Exercise materials -
• • • • •

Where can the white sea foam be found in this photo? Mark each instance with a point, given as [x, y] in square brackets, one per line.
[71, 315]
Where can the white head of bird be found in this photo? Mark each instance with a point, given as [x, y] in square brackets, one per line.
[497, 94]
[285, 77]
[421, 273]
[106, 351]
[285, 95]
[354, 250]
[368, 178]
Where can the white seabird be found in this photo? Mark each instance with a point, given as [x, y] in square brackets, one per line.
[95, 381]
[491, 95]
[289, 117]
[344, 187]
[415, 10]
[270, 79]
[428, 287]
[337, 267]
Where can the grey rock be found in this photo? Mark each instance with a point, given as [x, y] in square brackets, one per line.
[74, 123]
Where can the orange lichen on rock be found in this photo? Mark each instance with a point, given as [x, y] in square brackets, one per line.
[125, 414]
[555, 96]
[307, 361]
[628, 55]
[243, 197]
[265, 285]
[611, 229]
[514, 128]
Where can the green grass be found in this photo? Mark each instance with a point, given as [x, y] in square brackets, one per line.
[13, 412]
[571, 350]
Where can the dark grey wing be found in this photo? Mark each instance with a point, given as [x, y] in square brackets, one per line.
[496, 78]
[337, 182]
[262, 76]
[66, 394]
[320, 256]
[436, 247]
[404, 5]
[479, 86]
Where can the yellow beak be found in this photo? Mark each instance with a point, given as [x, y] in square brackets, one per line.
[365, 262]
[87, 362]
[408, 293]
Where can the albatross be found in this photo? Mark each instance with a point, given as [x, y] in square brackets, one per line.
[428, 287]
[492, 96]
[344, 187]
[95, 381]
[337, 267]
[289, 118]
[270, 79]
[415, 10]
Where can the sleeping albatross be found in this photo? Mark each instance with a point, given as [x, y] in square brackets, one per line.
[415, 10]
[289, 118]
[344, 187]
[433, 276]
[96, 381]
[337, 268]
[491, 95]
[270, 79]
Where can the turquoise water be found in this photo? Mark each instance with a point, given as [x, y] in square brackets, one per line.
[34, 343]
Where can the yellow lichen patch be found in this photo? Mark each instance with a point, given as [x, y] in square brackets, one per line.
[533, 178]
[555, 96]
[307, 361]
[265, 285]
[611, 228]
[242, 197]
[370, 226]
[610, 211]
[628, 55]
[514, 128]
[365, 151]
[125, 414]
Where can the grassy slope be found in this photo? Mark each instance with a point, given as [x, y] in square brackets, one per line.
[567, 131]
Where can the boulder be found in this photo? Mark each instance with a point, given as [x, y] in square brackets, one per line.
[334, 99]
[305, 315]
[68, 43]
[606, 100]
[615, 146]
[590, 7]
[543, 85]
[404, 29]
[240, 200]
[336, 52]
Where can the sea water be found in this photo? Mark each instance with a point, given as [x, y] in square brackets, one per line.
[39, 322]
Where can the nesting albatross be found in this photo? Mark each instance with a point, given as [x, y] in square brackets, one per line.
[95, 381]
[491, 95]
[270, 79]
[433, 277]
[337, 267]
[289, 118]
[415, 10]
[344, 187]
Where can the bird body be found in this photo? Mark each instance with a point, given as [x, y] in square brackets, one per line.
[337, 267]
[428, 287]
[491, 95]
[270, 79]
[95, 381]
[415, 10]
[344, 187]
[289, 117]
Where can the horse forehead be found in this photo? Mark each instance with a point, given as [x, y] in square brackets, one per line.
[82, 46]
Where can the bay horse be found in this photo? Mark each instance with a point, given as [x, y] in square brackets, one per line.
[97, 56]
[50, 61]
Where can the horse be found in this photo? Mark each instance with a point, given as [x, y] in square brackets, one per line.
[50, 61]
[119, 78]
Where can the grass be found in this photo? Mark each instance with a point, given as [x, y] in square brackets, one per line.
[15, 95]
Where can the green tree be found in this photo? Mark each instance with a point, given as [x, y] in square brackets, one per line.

• • • • •

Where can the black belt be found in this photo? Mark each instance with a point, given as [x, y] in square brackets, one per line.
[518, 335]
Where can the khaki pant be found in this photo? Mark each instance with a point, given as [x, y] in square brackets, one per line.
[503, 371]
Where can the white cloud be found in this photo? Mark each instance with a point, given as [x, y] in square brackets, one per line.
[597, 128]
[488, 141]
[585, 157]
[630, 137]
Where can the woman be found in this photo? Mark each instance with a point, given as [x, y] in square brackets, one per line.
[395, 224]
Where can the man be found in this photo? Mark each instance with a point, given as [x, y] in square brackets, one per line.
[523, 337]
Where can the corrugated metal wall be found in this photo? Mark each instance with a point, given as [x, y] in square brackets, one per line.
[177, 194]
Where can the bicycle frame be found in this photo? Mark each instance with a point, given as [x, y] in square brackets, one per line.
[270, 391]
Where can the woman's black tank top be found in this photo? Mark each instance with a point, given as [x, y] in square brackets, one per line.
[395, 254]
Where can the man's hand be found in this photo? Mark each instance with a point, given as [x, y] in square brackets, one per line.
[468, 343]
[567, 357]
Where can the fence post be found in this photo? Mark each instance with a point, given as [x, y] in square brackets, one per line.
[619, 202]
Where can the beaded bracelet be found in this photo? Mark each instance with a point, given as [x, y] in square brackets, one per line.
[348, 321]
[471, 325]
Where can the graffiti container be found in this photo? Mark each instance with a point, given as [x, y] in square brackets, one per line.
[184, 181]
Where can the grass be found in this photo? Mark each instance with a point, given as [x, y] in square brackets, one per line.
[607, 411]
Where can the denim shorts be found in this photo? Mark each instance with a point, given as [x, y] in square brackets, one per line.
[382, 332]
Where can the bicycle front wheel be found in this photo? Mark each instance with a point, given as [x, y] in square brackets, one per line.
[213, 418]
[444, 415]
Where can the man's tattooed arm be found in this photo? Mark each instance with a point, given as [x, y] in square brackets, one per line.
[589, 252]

• • • • •

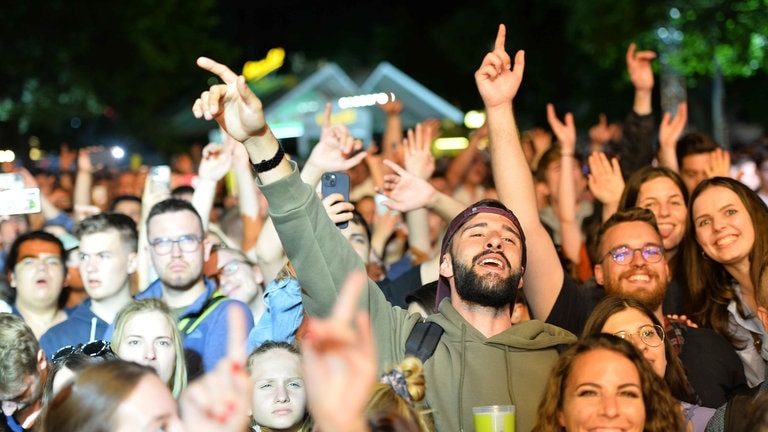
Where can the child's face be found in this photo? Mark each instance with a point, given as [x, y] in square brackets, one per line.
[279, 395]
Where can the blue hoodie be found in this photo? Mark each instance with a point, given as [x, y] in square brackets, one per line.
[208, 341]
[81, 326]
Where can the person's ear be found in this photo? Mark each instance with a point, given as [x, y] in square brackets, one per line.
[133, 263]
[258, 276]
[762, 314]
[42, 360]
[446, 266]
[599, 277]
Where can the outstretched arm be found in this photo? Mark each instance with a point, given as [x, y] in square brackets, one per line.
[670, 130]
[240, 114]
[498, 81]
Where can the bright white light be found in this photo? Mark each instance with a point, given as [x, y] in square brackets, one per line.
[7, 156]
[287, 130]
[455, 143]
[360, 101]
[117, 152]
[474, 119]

• • • • •

Exercise details - For this task, write out exactly the lines of the entries above, starting at the line with "Where can the horse be" and ending at the line with "Where can the green tree", both included, and no others.

Response to the task -
Where can the horse be found in this photo? Mark each instance with a point, given as [x, y] in square brackets, one per line.
[50, 61]
[119, 78]
Where can the grass be found in this photo? Mark each instance with a point, given as [x, y] in square brackets, one per line.
[15, 95]
Where can the green tree be found in this photo? Mark each instance with a point, given as [x, y] in square brackets, one per line.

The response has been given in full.